> DETALHES DO PROBLEMA
Reproduza o texto sobre educação e concepção de homem, do início ao fim e sem nenhuma alteração.

----- PÁGINA

Não se pode encarar a educação a não ser como um que fazer huma­no. Que fazer, portanto, que ocorre no tempo e no espaço, entre os homens uns com os outros.

Disso resulta que a consideração acerca da educação como um fenô­meno humano nos envia a uma análise, ainda que sumária, do homem.

O que é o homem, qual a sua posição no mundo - são perguntas que temos de fazer no momento mesmo em que nos preocupamos com educação. Se essa preocupação, em si, implica nas referidas indagações (preocupações também, no fundo), a resposta que a ela dermos encaminhará a educação para uma finalidade humanista ou não.

Não pode existir uma teoria pedagógica, que implica em fins e meios da ação educativa, que esteja isenta de um conceito de homem e de mundo. Não há, nesse sentido, uma educação neutra. Se, para uns, o homem é um ser da adaptação ao mundo (tomando-se o mundo não apenas em sentido natural, mas estrutural, histórico-cultural), sua ação educativa, seus métodos, seus objetivos, adequar-se-ão a essa concepção. Se, para outros, o homem é um ser de transformação do mundo, seu que fazer educativo segue um outro caminho. Se o encaramos como uma "coisa", nossa ação educativa se processa em termos mecanicistas, do que resulta uma cada vez maior domesticação do homem. Se o encaramos como pessoa, nosso que fazer será cada vez mais libertador.

----------
----- REGISTROS FORNECIDOS

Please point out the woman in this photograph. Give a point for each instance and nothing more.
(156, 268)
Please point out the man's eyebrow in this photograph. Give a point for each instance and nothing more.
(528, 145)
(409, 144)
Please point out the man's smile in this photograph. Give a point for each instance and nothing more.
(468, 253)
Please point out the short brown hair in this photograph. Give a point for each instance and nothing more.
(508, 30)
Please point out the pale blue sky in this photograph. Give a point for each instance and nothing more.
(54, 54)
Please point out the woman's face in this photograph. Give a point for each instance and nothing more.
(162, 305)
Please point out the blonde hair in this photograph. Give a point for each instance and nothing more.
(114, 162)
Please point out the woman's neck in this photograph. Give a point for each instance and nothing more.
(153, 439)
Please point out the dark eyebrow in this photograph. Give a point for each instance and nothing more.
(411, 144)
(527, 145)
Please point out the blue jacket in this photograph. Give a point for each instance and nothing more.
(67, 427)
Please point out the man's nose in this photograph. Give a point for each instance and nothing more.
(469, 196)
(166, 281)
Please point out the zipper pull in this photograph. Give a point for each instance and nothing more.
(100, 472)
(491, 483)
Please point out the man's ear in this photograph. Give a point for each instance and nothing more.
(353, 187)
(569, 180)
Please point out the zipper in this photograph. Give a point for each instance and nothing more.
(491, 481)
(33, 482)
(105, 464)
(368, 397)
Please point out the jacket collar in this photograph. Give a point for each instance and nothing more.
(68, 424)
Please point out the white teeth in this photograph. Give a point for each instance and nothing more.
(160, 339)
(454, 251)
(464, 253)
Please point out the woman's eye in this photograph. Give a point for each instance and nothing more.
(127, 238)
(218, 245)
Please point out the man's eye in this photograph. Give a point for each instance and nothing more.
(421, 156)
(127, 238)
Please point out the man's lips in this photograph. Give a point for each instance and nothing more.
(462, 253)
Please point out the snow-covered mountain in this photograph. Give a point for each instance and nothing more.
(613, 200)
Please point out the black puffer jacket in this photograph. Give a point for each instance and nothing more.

----------

> A RESPOSTA
Não se pode encarar a educação a não ser como um que fazer huma­no. Que fazer, portanto, que ocorre no tempo e no espaço, entre os homens uns com os outros.

Disso resulta que a consideração acerca da educação como um fenô­meno humano nos envia a uma análise, ainda que sumária, do homem.

O que é o homem, qual a sua posição no mundo - são perguntas que temos de fazer no momento mesmo em que nos preocupamos com educação. Se essa preocupação, em si, implica nas referidas indagações (preocupações também, no fundo), a resposta que a ela dermos encaminhará a educação para uma finalidade humanista ou não.

Não pode existir uma teoria pedagógica, que implica em fins e meios da ação educativa, que esteja isenta de um conceito de homem e de mundo. Não há, nesse sentido, uma educação neutra. Se, para uns, o homem é um ser da adaptação ao mundo (tomando-se o mundo não apenas em sentido natural, mas estrutural, histórico-cultural), sua ação educativa, seus métodos, seus objetivos, adequar-se-ão a essa concepção. Se, para outros, o homem é um ser de transformação do mundo, seu que fazer educativo segue um outro caminho. Se o encaramos como uma "coisa", nossa ação educativa se processa em termos mecanicistas, do que resulta uma cada vez maior domesticação do homem. Se o encaramos como pessoa, nosso que fazer será cada vez mais libertador.